§ **PROVIDED MATERIAL**
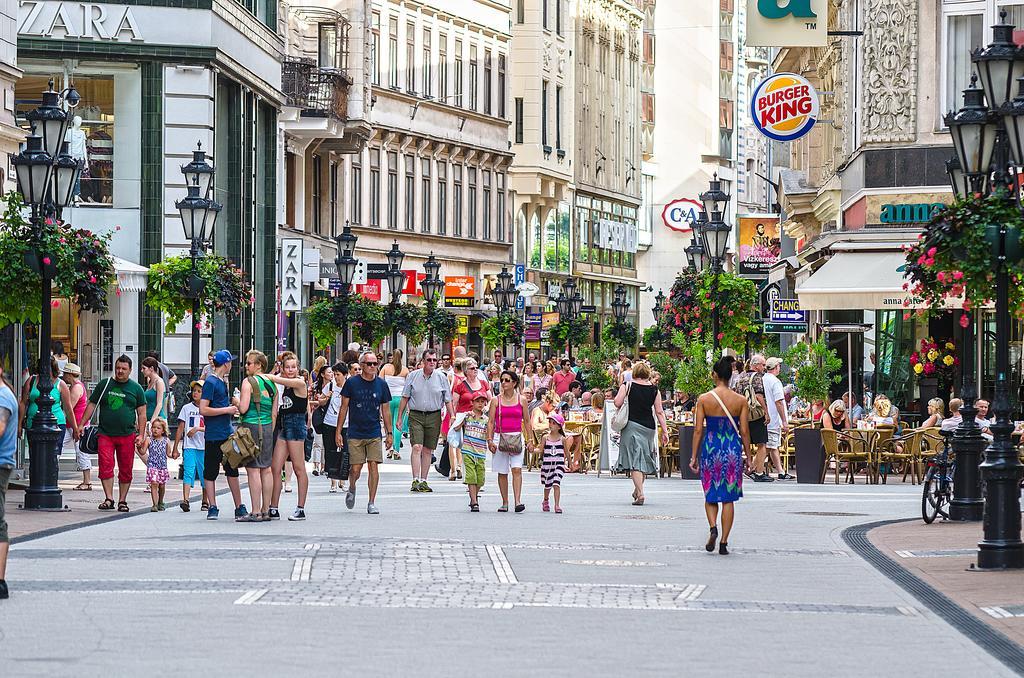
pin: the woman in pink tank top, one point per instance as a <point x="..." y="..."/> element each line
<point x="505" y="430"/>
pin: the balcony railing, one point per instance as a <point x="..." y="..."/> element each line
<point x="317" y="92"/>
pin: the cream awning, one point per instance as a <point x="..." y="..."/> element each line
<point x="851" y="281"/>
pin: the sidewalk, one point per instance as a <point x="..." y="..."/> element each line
<point x="941" y="555"/>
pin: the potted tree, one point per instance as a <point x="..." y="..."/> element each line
<point x="815" y="369"/>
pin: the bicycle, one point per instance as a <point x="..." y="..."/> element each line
<point x="938" y="485"/>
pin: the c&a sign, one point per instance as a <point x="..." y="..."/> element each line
<point x="786" y="23"/>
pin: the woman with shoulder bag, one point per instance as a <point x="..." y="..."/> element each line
<point x="257" y="404"/>
<point x="505" y="425"/>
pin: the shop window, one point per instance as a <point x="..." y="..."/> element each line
<point x="91" y="135"/>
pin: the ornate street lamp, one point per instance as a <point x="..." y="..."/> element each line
<point x="46" y="178"/>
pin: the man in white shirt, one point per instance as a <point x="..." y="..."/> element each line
<point x="777" y="418"/>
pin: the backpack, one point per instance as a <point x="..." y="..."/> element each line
<point x="757" y="410"/>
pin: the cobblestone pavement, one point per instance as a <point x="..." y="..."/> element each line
<point x="427" y="588"/>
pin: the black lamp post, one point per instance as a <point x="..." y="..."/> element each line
<point x="715" y="234"/>
<point x="46" y="178"/>
<point x="395" y="283"/>
<point x="346" y="264"/>
<point x="199" y="215"/>
<point x="990" y="140"/>
<point x="432" y="286"/>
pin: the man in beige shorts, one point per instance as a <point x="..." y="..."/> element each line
<point x="365" y="399"/>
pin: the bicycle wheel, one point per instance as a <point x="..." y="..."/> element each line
<point x="933" y="496"/>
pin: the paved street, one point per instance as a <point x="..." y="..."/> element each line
<point x="427" y="588"/>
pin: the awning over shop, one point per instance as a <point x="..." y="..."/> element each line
<point x="851" y="281"/>
<point x="131" y="277"/>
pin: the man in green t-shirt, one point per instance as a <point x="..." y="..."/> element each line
<point x="122" y="429"/>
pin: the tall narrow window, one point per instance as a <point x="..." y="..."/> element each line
<point x="410" y="194"/>
<point x="486" y="205"/>
<point x="458" y="73"/>
<point x="411" y="57"/>
<point x="317" y="206"/>
<point x="544" y="113"/>
<point x="425" y="213"/>
<point x="441" y="197"/>
<point x="457" y="199"/>
<point x="392" y="191"/>
<point x="355" y="214"/>
<point x="375" y="187"/>
<point x="442" y="68"/>
<point x="392" y="51"/>
<point x="474" y="84"/>
<point x="428" y="86"/>
<point x="486" y="82"/>
<point x="471" y="172"/>
<point x="518" y="120"/>
<point x="501" y="85"/>
<point x="375" y="47"/>
<point x="558" y="118"/>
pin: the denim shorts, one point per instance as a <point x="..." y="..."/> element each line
<point x="293" y="426"/>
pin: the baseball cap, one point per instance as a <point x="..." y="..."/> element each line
<point x="222" y="356"/>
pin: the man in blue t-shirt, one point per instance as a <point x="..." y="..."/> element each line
<point x="8" y="446"/>
<point x="217" y="411"/>
<point x="365" y="400"/>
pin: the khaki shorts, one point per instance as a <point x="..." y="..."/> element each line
<point x="361" y="451"/>
<point x="424" y="428"/>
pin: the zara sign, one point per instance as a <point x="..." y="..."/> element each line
<point x="82" y="20"/>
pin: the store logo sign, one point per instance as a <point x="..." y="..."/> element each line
<point x="83" y="20"/>
<point x="784" y="107"/>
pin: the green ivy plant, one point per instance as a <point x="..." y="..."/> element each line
<point x="815" y="369"/>
<point x="224" y="289"/>
<point x="79" y="259"/>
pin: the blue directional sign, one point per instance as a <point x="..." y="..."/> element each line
<point x="786" y="310"/>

§ **EXERCISE DETAILS**
Repeat each line of the material exactly, and drop any image it carries.

§ **ANSWER TO THIS EXERCISE**
pin: the woman in pink tank top, one point per instance as a <point x="..." y="..."/> element each line
<point x="505" y="430"/>
pin: the balcony railing, one point per instance as a <point x="..." y="..."/> element each line
<point x="317" y="92"/>
pin: the cream awning, one point per instance as a <point x="..." y="..."/> element each line
<point x="851" y="281"/>
pin: the sidewalk, one point per instance as a <point x="..." y="..."/> element each line
<point x="941" y="555"/>
pin: the potted tree, one point per instance as a <point x="..." y="..."/> element each line
<point x="815" y="369"/>
pin: the bicycle, one point per instance as a <point x="..." y="..."/> element each line
<point x="938" y="485"/>
pin: the c&a sign, one point per instance as a <point x="..." y="..."/> element each line
<point x="786" y="23"/>
pin: the woman with shoulder bag, one point per instance as a <point x="..." y="..."/> element each line
<point x="257" y="404"/>
<point x="505" y="425"/>
pin: the shop window, one point per instance as a <point x="..." y="..."/> element each line
<point x="91" y="135"/>
pin: the ornate street lamp, one point per instance as a <point x="..." y="..."/> element each line
<point x="46" y="178"/>
pin: the man in white shirt, one point per instance as a <point x="..." y="..."/> element each line
<point x="777" y="418"/>
pin: the backpack, one point per instance as a <point x="..." y="..."/> element each line
<point x="757" y="410"/>
pin: the cobblestone pavement, one point per instance as a <point x="..." y="..."/> element each line
<point x="427" y="588"/>
pin: the black lamp post, one point per instance as a <point x="..." y="..."/> element each line
<point x="715" y="234"/>
<point x="46" y="178"/>
<point x="395" y="283"/>
<point x="346" y="264"/>
<point x="199" y="215"/>
<point x="990" y="140"/>
<point x="432" y="286"/>
pin: the man in beige shorts, one point per instance as a <point x="..." y="..."/> element each line
<point x="365" y="399"/>
pin: the bicycle wheel, one point per instance as a <point x="..." y="..."/> element each line
<point x="933" y="496"/>
pin: the paved street, one point per instance as a <point x="..." y="..."/> element each line
<point x="427" y="588"/>
pin: the awning over shop, one point per instance as a <point x="..." y="..."/> element each line
<point x="851" y="281"/>
<point x="131" y="277"/>
pin: the man in green t-shirt, one point per instance as a <point x="..." y="..."/> element each line
<point x="122" y="429"/>
pin: the tall narrow window, one point per instance as a <point x="..." y="..."/> element each line
<point x="410" y="194"/>
<point x="486" y="205"/>
<point x="458" y="73"/>
<point x="411" y="57"/>
<point x="317" y="206"/>
<point x="544" y="113"/>
<point x="425" y="213"/>
<point x="441" y="197"/>
<point x="457" y="199"/>
<point x="392" y="191"/>
<point x="355" y="214"/>
<point x="375" y="187"/>
<point x="442" y="68"/>
<point x="392" y="51"/>
<point x="474" y="84"/>
<point x="428" y="86"/>
<point x="486" y="82"/>
<point x="471" y="172"/>
<point x="518" y="120"/>
<point x="501" y="85"/>
<point x="375" y="47"/>
<point x="558" y="118"/>
pin: the denim shorts, one point per instance as a <point x="..." y="..."/> element each line
<point x="293" y="426"/>
pin: the baseball cap, one point per instance as a <point x="..." y="..."/> element each line
<point x="222" y="356"/>
pin: the man in blue t-shirt, one point per instance as a <point x="..." y="..."/> element each line
<point x="8" y="446"/>
<point x="217" y="411"/>
<point x="365" y="400"/>
pin: the khaki shorts, one point per instance as a <point x="..." y="..."/> element each line
<point x="361" y="451"/>
<point x="424" y="428"/>
pin: the zara sign, one point per instance as a <point x="..." y="..."/> element each line
<point x="82" y="20"/>
pin: the store logo sign, one point per instance as a <point x="..." y="..."/> element each line
<point x="83" y="20"/>
<point x="784" y="107"/>
pin: the green ivy plant, one point per instance as a <point x="..." y="..."/> element each line
<point x="815" y="369"/>
<point x="224" y="289"/>
<point x="79" y="259"/>
pin: the blue directional sign, one point per instance as a <point x="..." y="..."/> element each line
<point x="786" y="310"/>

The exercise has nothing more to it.